• _EXERCISE DETAILS_:
Output the line containing "the white guardrail" exactly. Do the same for every line after it through the end of the material, and output nothing else.

+-------+

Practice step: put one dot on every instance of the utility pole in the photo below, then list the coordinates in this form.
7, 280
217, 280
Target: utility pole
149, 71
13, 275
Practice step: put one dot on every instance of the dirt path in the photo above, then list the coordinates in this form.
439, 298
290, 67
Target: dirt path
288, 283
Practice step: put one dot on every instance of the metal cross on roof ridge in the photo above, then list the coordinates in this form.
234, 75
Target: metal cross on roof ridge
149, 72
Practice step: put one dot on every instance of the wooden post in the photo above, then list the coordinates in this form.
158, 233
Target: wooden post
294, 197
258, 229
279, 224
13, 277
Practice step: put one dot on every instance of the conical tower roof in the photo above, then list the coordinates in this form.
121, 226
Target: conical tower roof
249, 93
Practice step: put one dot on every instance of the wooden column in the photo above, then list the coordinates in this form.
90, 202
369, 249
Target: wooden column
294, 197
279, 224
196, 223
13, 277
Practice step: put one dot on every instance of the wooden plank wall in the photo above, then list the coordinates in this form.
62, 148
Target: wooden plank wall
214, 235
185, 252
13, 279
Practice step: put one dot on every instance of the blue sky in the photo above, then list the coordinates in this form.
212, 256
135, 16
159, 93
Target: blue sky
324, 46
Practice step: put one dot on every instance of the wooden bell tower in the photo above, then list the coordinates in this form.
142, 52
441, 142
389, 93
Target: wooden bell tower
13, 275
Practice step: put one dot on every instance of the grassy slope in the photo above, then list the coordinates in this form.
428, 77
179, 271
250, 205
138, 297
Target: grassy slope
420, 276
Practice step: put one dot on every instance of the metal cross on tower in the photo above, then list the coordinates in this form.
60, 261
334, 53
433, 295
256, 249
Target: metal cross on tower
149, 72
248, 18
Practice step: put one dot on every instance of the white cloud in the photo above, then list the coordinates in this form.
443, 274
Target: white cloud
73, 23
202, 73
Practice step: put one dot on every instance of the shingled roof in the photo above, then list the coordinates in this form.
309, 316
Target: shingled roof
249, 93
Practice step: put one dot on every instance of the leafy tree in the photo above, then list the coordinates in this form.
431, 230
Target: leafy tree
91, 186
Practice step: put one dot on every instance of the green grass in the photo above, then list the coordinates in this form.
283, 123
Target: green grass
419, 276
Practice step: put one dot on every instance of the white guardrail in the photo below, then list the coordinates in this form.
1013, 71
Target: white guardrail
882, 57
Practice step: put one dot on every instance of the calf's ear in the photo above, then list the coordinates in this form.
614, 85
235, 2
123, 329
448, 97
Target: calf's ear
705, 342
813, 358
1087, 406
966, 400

+-------+

• _TASK RESULT_:
Practice step: put one dot on every instance of the white guardrail in the photo below, then list the coordinates in this form.
1013, 71
Target: white guardrail
882, 57
Practice step: put one dot on every instance of the calf's ear in the photo above, then list the coordinates in this form.
614, 85
235, 2
123, 329
448, 97
Target: calf's ear
705, 342
813, 358
1087, 406
966, 400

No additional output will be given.